((

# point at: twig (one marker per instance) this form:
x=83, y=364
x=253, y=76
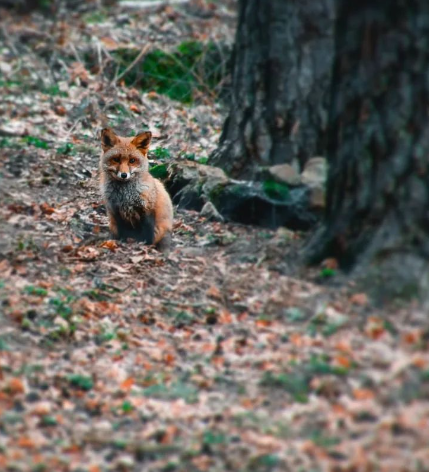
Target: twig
x=150, y=4
x=195, y=305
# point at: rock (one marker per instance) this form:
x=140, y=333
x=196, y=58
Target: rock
x=248, y=204
x=315, y=172
x=285, y=173
x=210, y=212
x=270, y=203
x=188, y=181
x=314, y=176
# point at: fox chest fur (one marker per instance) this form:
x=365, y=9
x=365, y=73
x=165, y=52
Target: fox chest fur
x=124, y=200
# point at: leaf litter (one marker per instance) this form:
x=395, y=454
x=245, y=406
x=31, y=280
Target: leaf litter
x=218, y=356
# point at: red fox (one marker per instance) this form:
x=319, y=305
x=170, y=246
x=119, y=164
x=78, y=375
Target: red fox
x=137, y=204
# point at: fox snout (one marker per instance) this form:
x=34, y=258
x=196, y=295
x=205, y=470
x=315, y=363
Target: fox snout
x=123, y=175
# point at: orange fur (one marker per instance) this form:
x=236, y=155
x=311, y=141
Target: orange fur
x=138, y=205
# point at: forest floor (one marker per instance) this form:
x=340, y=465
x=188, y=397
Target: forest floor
x=220, y=356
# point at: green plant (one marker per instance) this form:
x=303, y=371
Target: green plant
x=38, y=291
x=161, y=153
x=276, y=190
x=82, y=382
x=67, y=149
x=159, y=172
x=36, y=142
x=192, y=67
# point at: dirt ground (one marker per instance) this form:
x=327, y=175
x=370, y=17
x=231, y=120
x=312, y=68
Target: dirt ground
x=223, y=355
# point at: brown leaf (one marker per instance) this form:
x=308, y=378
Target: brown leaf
x=111, y=244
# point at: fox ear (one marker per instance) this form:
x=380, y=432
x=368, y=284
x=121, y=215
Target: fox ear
x=108, y=139
x=142, y=141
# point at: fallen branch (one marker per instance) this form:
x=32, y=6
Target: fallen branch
x=150, y=4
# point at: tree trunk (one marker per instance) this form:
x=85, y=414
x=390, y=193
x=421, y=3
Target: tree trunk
x=378, y=137
x=281, y=75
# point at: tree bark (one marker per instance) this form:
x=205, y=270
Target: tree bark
x=281, y=75
x=378, y=137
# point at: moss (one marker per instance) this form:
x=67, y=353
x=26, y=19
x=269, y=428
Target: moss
x=159, y=172
x=275, y=190
x=173, y=73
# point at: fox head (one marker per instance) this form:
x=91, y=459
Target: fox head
x=124, y=159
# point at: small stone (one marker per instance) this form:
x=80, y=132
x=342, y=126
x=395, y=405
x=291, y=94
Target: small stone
x=61, y=322
x=315, y=172
x=210, y=212
x=285, y=173
x=314, y=176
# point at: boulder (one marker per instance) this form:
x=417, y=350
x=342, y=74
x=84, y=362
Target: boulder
x=285, y=173
x=314, y=176
x=269, y=203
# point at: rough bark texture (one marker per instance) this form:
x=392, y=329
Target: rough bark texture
x=281, y=75
x=378, y=139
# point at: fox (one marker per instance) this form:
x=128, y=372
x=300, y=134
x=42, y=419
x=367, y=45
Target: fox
x=137, y=204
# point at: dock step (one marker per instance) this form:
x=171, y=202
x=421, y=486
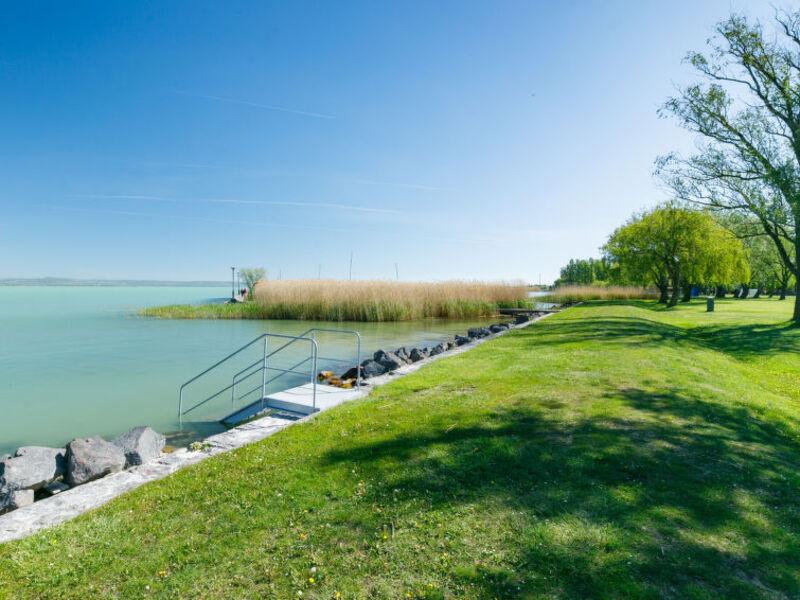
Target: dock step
x=297, y=401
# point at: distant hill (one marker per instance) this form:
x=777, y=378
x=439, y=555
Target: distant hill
x=62, y=281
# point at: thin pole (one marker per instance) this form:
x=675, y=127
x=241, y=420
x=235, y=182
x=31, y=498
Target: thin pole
x=264, y=375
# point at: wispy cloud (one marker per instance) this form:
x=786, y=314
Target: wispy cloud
x=324, y=205
x=394, y=233
x=294, y=111
x=412, y=186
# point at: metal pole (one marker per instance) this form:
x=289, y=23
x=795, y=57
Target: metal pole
x=358, y=361
x=313, y=373
x=264, y=375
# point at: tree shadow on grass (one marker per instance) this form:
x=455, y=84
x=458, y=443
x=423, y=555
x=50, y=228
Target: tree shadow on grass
x=746, y=341
x=684, y=498
x=739, y=341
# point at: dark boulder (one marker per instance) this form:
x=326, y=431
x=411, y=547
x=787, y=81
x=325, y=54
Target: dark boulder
x=352, y=373
x=418, y=354
x=388, y=360
x=30, y=468
x=437, y=349
x=478, y=332
x=140, y=445
x=14, y=499
x=372, y=368
x=402, y=354
x=92, y=458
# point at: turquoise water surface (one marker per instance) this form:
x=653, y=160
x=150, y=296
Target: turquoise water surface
x=77, y=361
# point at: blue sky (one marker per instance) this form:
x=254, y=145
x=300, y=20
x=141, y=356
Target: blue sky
x=489, y=140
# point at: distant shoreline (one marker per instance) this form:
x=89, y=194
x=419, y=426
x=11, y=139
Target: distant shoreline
x=66, y=282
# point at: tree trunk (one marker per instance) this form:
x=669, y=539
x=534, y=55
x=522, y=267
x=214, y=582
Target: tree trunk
x=663, y=292
x=796, y=315
x=676, y=294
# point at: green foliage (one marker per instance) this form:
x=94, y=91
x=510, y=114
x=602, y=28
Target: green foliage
x=585, y=272
x=251, y=276
x=746, y=114
x=673, y=246
x=614, y=450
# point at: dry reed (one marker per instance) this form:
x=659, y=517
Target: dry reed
x=333, y=300
x=569, y=294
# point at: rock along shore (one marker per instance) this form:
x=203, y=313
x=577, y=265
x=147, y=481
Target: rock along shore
x=41, y=487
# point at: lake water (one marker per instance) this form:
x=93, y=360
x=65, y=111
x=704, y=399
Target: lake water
x=77, y=361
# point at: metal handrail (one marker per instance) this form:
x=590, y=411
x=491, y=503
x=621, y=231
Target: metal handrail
x=264, y=336
x=305, y=333
x=260, y=366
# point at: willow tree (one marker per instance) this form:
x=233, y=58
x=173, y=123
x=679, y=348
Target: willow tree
x=674, y=247
x=746, y=114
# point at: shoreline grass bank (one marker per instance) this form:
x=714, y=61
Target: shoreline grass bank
x=613, y=450
x=365, y=301
x=571, y=294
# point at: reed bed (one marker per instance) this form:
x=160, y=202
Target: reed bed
x=333, y=300
x=570, y=294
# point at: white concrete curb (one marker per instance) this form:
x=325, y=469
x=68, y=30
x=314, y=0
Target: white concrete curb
x=73, y=502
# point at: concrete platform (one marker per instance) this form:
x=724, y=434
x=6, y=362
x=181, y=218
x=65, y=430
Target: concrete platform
x=298, y=400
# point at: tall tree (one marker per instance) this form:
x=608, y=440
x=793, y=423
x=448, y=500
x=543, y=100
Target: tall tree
x=251, y=276
x=673, y=246
x=747, y=116
x=584, y=272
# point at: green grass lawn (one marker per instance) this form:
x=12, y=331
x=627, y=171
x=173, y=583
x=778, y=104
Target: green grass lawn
x=610, y=451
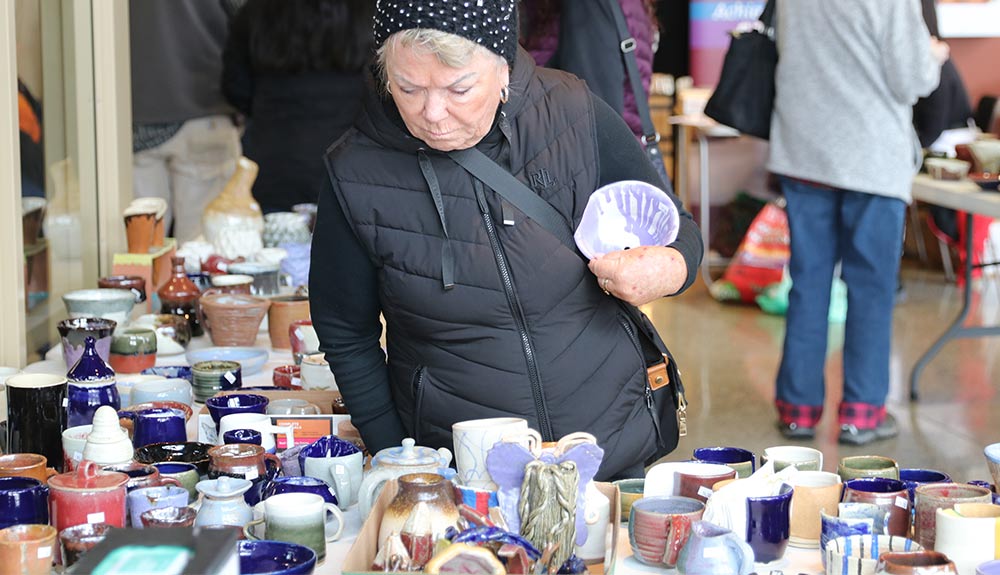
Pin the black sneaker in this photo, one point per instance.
(796, 431)
(851, 435)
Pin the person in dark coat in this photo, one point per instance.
(580, 37)
(295, 70)
(487, 313)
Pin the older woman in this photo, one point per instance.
(487, 313)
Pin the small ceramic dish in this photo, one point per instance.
(275, 558)
(171, 372)
(251, 359)
(188, 452)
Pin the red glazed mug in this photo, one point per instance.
(87, 495)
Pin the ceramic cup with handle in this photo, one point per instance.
(302, 518)
(257, 422)
(473, 439)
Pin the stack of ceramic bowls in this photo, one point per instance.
(211, 377)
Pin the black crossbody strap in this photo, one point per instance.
(516, 192)
(627, 45)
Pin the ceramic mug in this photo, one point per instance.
(300, 518)
(142, 500)
(802, 458)
(27, 549)
(742, 460)
(316, 374)
(712, 549)
(261, 423)
(473, 439)
(890, 495)
(36, 415)
(931, 497)
(339, 463)
(860, 466)
(659, 527)
(23, 500)
(30, 465)
(813, 491)
(969, 534)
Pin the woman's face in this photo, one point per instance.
(448, 108)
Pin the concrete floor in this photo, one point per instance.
(729, 356)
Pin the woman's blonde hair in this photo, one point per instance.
(451, 50)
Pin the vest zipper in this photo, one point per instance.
(647, 391)
(541, 411)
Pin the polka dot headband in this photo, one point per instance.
(490, 23)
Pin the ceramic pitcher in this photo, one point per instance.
(712, 549)
(394, 462)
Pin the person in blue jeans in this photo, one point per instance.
(842, 141)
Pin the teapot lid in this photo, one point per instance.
(89, 477)
(224, 486)
(408, 454)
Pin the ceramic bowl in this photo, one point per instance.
(75, 330)
(275, 558)
(173, 332)
(188, 452)
(113, 304)
(171, 372)
(251, 359)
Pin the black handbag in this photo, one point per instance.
(650, 137)
(744, 98)
(662, 374)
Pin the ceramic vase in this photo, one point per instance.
(234, 207)
(179, 296)
(433, 491)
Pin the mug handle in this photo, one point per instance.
(248, 531)
(342, 483)
(331, 508)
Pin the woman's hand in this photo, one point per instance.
(640, 275)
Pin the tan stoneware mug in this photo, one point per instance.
(284, 310)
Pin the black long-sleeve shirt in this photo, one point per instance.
(344, 281)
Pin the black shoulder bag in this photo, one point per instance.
(650, 137)
(744, 98)
(661, 369)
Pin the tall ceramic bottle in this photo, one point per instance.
(179, 296)
(234, 209)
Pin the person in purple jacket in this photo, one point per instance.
(580, 37)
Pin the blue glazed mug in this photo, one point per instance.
(769, 524)
(300, 484)
(85, 398)
(23, 501)
(156, 425)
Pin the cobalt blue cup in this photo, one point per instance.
(23, 501)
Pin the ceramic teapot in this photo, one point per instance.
(393, 462)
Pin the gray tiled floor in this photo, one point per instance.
(729, 356)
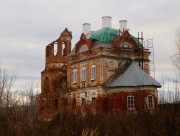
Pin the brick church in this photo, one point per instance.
(106, 71)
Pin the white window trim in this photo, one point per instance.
(83, 74)
(130, 106)
(93, 72)
(75, 76)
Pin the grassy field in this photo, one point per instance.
(22, 121)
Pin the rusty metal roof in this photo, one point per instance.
(134, 76)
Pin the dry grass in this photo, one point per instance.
(19, 121)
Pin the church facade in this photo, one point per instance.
(106, 71)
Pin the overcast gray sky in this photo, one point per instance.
(27, 26)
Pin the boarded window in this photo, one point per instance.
(74, 76)
(93, 72)
(150, 102)
(55, 48)
(83, 73)
(130, 102)
(46, 85)
(83, 48)
(93, 101)
(56, 103)
(74, 103)
(83, 102)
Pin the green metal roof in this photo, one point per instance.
(105, 35)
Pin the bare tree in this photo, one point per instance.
(7, 81)
(176, 56)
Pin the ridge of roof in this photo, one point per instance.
(134, 76)
(104, 35)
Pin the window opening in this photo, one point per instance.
(93, 101)
(55, 48)
(46, 84)
(83, 48)
(63, 49)
(130, 102)
(83, 102)
(150, 102)
(74, 76)
(83, 74)
(74, 103)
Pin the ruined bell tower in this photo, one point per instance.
(54, 76)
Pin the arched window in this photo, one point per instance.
(83, 48)
(46, 84)
(74, 103)
(55, 48)
(83, 74)
(93, 101)
(130, 102)
(83, 102)
(56, 103)
(126, 45)
(63, 83)
(150, 101)
(75, 76)
(63, 49)
(93, 72)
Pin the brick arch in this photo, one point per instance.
(46, 84)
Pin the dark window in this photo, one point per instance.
(65, 102)
(83, 74)
(83, 102)
(150, 101)
(130, 102)
(93, 72)
(46, 84)
(74, 103)
(56, 103)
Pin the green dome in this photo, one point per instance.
(104, 35)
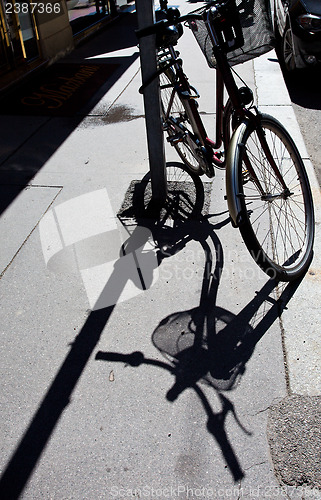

))

Exactly the lines from the one with "Pin the rusty" to the last line of the listing are wanted, both ends included and pictures excluded.

Pin the rusty metal roof in this photo, one point per instance.
(134, 76)
Pin the dry grass in this photo, one point per instance.
(19, 121)
Pin the church facade in this photo, one point per instance.
(106, 71)
Pin the overcast gray sky in this photo, one point per instance.
(27, 26)
Pin the boarded window in this photo, one point per instance.
(74, 76)
(93, 72)
(150, 102)
(55, 48)
(83, 73)
(130, 102)
(46, 85)
(83, 48)
(93, 101)
(56, 103)
(74, 103)
(83, 102)
Pin the green metal roof in this photo, one point per instance.
(105, 35)
Pin the bare tree in this photo, one point per instance.
(7, 81)
(176, 56)
Pin the ridge of roof in this photo, one point per instance.
(134, 76)
(104, 35)
Pin the window opening in this photo, one point per instance.
(93, 101)
(55, 48)
(46, 84)
(83, 48)
(63, 49)
(130, 102)
(83, 102)
(150, 102)
(74, 76)
(83, 74)
(74, 103)
Pin the ruined bell tower in this photo, one point per instance.
(54, 76)
Pin the arched window in this photo, one point per instance.
(83, 48)
(46, 84)
(74, 103)
(55, 48)
(83, 74)
(93, 101)
(130, 102)
(83, 102)
(56, 103)
(126, 45)
(63, 83)
(150, 101)
(75, 76)
(63, 49)
(93, 72)
Pin the brick arch in this photo, one point per instance.
(46, 84)
Pin the dark window in this photo, one point per instance.
(65, 102)
(83, 74)
(83, 102)
(150, 101)
(130, 102)
(93, 72)
(46, 84)
(74, 103)
(56, 103)
Pin the green dome in this photo, one point per instance.
(104, 35)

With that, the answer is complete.